> The request
Your task is to print every entry below exactly as given.

Pointing and labeling entries
::::::::::
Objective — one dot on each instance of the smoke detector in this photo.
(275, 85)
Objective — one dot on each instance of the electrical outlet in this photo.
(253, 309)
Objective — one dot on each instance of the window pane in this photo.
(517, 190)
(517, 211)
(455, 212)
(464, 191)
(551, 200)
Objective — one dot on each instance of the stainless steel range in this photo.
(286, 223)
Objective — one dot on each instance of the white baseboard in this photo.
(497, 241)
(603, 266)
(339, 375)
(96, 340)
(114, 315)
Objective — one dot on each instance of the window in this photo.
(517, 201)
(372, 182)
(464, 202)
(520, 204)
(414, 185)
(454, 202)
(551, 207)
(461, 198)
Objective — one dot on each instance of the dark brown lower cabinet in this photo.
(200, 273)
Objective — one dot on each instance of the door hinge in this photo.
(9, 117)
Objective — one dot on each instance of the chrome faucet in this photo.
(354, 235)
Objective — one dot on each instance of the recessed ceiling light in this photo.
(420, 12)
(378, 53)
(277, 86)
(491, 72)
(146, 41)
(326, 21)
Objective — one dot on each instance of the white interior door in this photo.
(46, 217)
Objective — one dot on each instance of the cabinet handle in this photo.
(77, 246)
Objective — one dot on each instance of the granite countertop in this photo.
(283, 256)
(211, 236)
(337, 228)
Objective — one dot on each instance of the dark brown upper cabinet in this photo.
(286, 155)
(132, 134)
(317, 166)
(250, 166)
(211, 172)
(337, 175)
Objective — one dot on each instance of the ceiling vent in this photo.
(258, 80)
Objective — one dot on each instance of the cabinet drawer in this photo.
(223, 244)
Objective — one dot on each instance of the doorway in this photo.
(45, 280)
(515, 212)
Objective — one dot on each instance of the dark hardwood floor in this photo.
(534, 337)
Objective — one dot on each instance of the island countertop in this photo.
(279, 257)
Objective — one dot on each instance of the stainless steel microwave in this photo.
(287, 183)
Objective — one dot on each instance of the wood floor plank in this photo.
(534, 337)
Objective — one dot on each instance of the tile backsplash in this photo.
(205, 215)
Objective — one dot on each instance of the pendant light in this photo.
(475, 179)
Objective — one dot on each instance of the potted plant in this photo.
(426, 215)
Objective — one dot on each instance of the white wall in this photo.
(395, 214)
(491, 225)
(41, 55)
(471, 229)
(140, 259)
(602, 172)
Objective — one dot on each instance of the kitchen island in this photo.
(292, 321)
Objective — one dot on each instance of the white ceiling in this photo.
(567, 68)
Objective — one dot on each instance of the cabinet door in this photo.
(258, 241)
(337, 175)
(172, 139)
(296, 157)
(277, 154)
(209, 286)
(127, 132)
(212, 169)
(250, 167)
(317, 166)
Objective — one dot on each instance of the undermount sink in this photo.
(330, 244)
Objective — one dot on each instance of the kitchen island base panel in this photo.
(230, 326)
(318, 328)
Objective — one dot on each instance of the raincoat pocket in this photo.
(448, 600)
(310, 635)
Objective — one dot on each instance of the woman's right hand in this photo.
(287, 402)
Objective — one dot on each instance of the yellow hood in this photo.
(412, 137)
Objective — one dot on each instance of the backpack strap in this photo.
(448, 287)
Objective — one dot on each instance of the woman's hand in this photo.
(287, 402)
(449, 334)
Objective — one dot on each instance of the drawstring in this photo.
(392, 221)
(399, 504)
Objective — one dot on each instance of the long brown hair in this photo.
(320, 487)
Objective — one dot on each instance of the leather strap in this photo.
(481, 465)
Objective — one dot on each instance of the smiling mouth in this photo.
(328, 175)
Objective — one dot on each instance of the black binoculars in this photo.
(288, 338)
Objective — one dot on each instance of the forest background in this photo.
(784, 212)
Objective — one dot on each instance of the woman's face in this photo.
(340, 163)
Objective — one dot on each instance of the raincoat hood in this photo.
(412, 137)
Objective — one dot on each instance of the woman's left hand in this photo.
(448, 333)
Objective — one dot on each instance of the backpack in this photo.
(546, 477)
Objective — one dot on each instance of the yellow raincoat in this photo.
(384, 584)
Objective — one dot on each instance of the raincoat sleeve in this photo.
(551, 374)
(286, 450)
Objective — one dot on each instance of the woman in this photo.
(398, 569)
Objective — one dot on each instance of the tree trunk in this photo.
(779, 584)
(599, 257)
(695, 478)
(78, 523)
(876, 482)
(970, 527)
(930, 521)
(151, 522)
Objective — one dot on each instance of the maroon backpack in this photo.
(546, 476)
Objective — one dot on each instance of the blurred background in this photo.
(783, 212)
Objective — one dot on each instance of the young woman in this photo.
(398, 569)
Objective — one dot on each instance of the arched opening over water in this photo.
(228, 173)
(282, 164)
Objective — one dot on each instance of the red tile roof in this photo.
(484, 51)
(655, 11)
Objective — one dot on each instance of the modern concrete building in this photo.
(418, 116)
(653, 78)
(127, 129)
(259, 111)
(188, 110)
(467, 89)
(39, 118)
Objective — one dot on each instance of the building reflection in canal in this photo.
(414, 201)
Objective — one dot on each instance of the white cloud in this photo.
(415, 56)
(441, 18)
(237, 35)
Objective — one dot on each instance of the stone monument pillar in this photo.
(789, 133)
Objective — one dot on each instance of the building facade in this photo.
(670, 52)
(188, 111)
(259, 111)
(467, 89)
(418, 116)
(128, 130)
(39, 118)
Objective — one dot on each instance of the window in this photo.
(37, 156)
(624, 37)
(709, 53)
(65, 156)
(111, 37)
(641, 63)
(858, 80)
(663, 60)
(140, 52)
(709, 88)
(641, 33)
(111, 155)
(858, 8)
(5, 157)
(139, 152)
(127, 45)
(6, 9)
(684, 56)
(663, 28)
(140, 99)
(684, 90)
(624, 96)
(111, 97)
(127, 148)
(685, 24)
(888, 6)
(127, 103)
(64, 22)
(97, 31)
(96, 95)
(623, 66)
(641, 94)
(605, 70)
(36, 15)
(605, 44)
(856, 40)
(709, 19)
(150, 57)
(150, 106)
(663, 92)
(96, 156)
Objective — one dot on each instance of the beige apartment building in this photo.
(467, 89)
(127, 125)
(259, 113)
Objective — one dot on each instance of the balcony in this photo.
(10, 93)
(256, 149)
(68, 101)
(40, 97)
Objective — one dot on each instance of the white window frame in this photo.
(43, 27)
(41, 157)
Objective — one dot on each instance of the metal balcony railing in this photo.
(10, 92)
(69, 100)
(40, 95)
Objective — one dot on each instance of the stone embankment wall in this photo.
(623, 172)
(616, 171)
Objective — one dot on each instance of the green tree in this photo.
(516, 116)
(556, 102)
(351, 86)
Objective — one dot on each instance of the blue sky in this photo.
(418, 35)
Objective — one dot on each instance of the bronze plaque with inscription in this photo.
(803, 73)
::::::::::
> Finished answer
Objective — one dot on each instance of the smoke detector in this photo.
(275, 85)
Objective — one dot on each instance of the electrical outlet in this photo.
(253, 309)
Objective — one dot on each instance of the window pane in this photo.
(517, 190)
(517, 211)
(455, 212)
(464, 191)
(551, 200)
Objective — one dot on each instance of the stainless steel range in this photo.
(286, 223)
Objective — one dot on each instance of the white baseboard in this photo.
(497, 241)
(603, 266)
(339, 375)
(96, 340)
(114, 315)
Objective — one dot on each instance of the window in this photo.
(517, 201)
(372, 182)
(464, 202)
(520, 204)
(414, 185)
(454, 202)
(551, 207)
(461, 198)
Objective — one dot on each instance of the dark brown lower cabinet in this photo.
(200, 273)
Objective — one dot on each instance of the door hinge in this photo.
(9, 117)
Objective — one dot on each instance of the chrome faucet in this photo.
(354, 235)
Objective — one dot on each instance of the recessed ceiling light in this photo.
(420, 12)
(378, 53)
(277, 86)
(491, 72)
(146, 41)
(326, 21)
Objective — one dot on each instance of the white interior door in this photo.
(46, 217)
Objective — one dot on each instance of the cabinet handle in this photo.
(77, 246)
Objective — one dot on each instance of the granite countertop in this photo.
(283, 256)
(211, 236)
(337, 228)
Objective — one dot on each instance of the dark brown upper cabinet in this photo.
(286, 155)
(132, 134)
(317, 166)
(250, 166)
(211, 172)
(337, 175)
Objective — one dot on each instance of the ceiling vent in this photo.
(258, 80)
Objective — one dot on each instance of the cabinet drawer in this photo.
(223, 244)
Objective — one dot on each instance of the doorway in this photo.
(45, 280)
(515, 212)
Objective — one dot on each instance of the dark hardwood floor in this photo.
(534, 337)
Objective — one dot on each instance of the island countertop in this photo.
(279, 257)
Objective — one dot on each instance of the stainless steel microwave in this photo.
(287, 183)
Objective — one dot on each instance of the wood floor plank in this photo.
(534, 337)
Objective — one dot on each instance of the tile backsplash in this photo.
(205, 215)
Objective — one dot on each instance of the pendant light in this photo.
(475, 179)
Objective — one dot on each instance of the potted plant in this photo.
(426, 215)
Objective — one dot on each instance of the white wall in this photo.
(395, 214)
(491, 225)
(41, 55)
(471, 229)
(140, 259)
(602, 172)
Objective — one dot on each instance of the kitchen island in this photo.
(292, 321)
Objective — one dot on each instance of the white ceiling in this photo.
(567, 68)
Objective — one dot on each instance of the cabinet door in this photo.
(258, 241)
(337, 175)
(172, 139)
(296, 157)
(277, 154)
(209, 286)
(127, 132)
(212, 169)
(250, 167)
(317, 166)
Objective — one dot on each instance of the undermount sink in this photo.
(330, 244)
Objective — one dot on each instance of the kitchen island base panel in this photo.
(230, 326)
(318, 328)
Objective — one dot on each instance of the raincoat pocket in this photo.
(448, 600)
(310, 635)
Objective — one dot on each instance of the woman's right hand in this photo.
(287, 402)
Objective — one dot on each instance of the yellow hood in this photo.
(412, 137)
Objective — one dot on each instance of the backpack strap in this photo.
(448, 287)
Objective — one dot on each instance of the woman's hand in this photo.
(287, 402)
(449, 334)
Objective — one dot on each instance of the drawstring in this photo.
(392, 221)
(399, 504)
Objective — one dot on each instance of the long brown hair in this photo.
(320, 487)
Objective — one dot on each instance of the leather strap in this photo.
(481, 465)
Objective — one dot on each instance of the smiling mouth in this photo.
(328, 175)
Objective — one dot on each instance of the black binoculars in this photo.
(288, 338)
Objective — one dot on each instance of the forest background in this photo.
(784, 212)
Objective — one dot on each instance of the woman's face in this photo.
(340, 163)
Objective — one dot on each instance of the raincoat hood in this photo.
(412, 137)
Objective — one dot on each instance of the woman's left hand in this photo.
(448, 333)
Objective — one dot on each instance of the backpack in this photo.
(546, 477)
Objective — one dot on each instance of the yellow raincoat in this photo.
(384, 584)
Objective — one dot on each instance of the raincoat sleeve in this photo.
(551, 374)
(286, 450)
Objective — one dot on each instance of the woman in this photo.
(398, 569)
Objective — one dot on each instance of the tree trunk in this photo.
(779, 584)
(599, 257)
(695, 478)
(78, 523)
(876, 482)
(970, 527)
(930, 521)
(151, 522)
Objective — one dot on each instance of the maroon backpack in this photo.
(546, 476)
Objective — one dot on each instance of the blurred background in this photo.
(783, 212)
Objective — one dot on each instance of the young woman in this photo.
(398, 569)
Objective — one dot on each instance of the arched opening over water in this photo.
(228, 173)
(282, 164)
Objective — one dot on each instance of the red tile roof in this photo.
(484, 51)
(655, 11)
Objective — one dot on each instance of the modern concrete building in this photo.
(418, 116)
(653, 78)
(127, 129)
(259, 111)
(188, 110)
(467, 89)
(39, 118)
Objective — one dot on each instance of the building reflection in canal in this photo.
(414, 201)
Objective — one dot on each instance of the white cloud in this photo.
(415, 56)
(441, 18)
(237, 35)
Objective — one dot on each instance of the stone monument pillar in this photo.
(789, 133)
Objective — one dot on each instance of the building facade in this photo.
(670, 52)
(188, 111)
(259, 111)
(467, 89)
(418, 116)
(128, 130)
(39, 118)
Objective — one dot on each instance of the window in this photo.
(37, 156)
(624, 37)
(709, 53)
(65, 156)
(111, 37)
(641, 63)
(858, 80)
(663, 60)
(140, 52)
(709, 88)
(641, 33)
(111, 155)
(858, 8)
(5, 157)
(139, 152)
(127, 45)
(6, 9)
(684, 56)
(663, 28)
(140, 99)
(684, 90)
(624, 96)
(111, 97)
(127, 148)
(685, 24)
(888, 6)
(127, 103)
(64, 22)
(97, 31)
(96, 95)
(623, 66)
(641, 94)
(605, 70)
(36, 15)
(605, 44)
(856, 40)
(709, 19)
(150, 57)
(150, 106)
(663, 92)
(96, 156)
Objective — one dot on each instance of the beige apartment building in this photo.
(467, 89)
(127, 125)
(259, 113)
Objective — one dot on each instance of the balcony in this photo.
(10, 93)
(256, 149)
(68, 101)
(40, 97)
Objective — one dot on each instance of the white window frame in this photo.
(43, 27)
(41, 157)
Objective — one dot on each instance of the metal balcony railing in this photo.
(10, 92)
(69, 100)
(40, 95)
Objective — one dot on each instance of the stone embankment wall in this photo.
(623, 172)
(616, 171)
Objective — one dot on each instance of the green tree in this photo.
(516, 116)
(556, 102)
(351, 86)
Objective — one dot on each instance of the blue sky in this photo.
(418, 35)
Objective — one dot on each instance of the bronze plaque with inscription in this photo.
(803, 73)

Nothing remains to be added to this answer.